━━━ Article

Three the hard way: Triple interview with Kofie, Joker and Derek Bruno

November 4th, 2013 | By | 1 Comment »
Augustine Kofie's studio. Photo courtesy of Breeze Block Gallery.

Augustine Kofie’s studio. Photo courtesy of Breeze Block Gallery.

A note from RJ: Augustine Kofie, Jerry ‘Joker’ Inscoe and Christopher Derek Bruno will be showing together this month at Breeze Block Gallery in Portland, Oregon in the show Three The Hard Way, curated by Sven Davis. I saw that lineup and was curious and excited for the show, but I knew there was someone out there with much more knowledge about these artists than I’ve got, so I asked my friend Remi Rough to write something about the importance of this show. He kindly obliged and offered to interview all three of the artists involved. Three The Hard Way opens on Thursday and through the end of November. Do check it out if you’re in Portland, and keep an eye on all four of these artists careers as they continue to take what they learned in graffiti and push beyond its boundaries. Here’s Remi…

Three artists, three very differing aesthetics and three extremely good friends of mine…

Two of these three artists also happen to be fellow Agents Of Change… I have shown work and painted alongside all of them at one point or another and I have work by all three hanging proudly in my home. This show is an important step for them all.

The work these three artists make is important! They are artists in the mid strides of their careers, producing work that signifies an intense shift from the street art or graffiti style that so many people seem to connect with.

It’s not simply abstract as some seem to call it. Their work is constructivist, minimalist and, in Derek Bruno’s case, verging on the sculptural.

Jerry 'Joker' Inscoe in his studio. Photo courtesy of Breeze Block Gallery.

Jerry ‘Joker’ Inscoe in his studio. Photo courtesy of Breeze Block Gallery.

━━━━━━
━━━ Dataset records

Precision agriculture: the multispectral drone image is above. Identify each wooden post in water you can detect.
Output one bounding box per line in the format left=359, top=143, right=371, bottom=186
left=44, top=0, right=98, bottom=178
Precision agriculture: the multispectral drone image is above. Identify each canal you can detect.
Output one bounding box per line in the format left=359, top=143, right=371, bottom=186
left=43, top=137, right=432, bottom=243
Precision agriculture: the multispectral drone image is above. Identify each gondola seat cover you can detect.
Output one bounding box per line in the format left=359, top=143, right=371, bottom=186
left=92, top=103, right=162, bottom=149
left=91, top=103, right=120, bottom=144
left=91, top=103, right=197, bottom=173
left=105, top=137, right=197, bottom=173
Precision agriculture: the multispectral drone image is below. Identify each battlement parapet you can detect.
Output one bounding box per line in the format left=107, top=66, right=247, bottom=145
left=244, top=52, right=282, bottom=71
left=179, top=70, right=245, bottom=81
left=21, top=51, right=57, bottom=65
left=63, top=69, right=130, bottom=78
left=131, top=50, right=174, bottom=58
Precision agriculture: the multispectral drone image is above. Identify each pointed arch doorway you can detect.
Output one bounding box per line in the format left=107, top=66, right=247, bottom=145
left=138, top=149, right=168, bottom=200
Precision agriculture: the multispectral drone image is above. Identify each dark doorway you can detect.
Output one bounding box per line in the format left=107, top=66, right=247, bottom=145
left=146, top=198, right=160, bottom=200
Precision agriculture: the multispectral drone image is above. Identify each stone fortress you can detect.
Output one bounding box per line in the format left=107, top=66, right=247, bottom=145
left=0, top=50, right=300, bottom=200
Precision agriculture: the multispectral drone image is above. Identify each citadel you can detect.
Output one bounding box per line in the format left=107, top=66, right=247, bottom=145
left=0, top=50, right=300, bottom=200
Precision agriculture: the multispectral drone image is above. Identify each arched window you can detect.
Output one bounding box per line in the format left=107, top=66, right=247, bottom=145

━━━━━━

* _Given instruction 1_
Name every artist the article says will be showing in Three The Hard Way.
* _Given instruction 2_
Duplicate the passage of the article between "Two of these" and "for them all.", inclusive.
The items come from a different source than the article.

* _Answer 1_
Augustine Kofie, Jerry 'Joker' Inscoe, and Christopher Derek Bruno

* _Answer 2_
Two of these three artists also happen to be fellow Agents Of Change… I have shown work and painted alongside all of them at one point or another and I have work by all three hanging proudly in my home. This show is an important step for them all.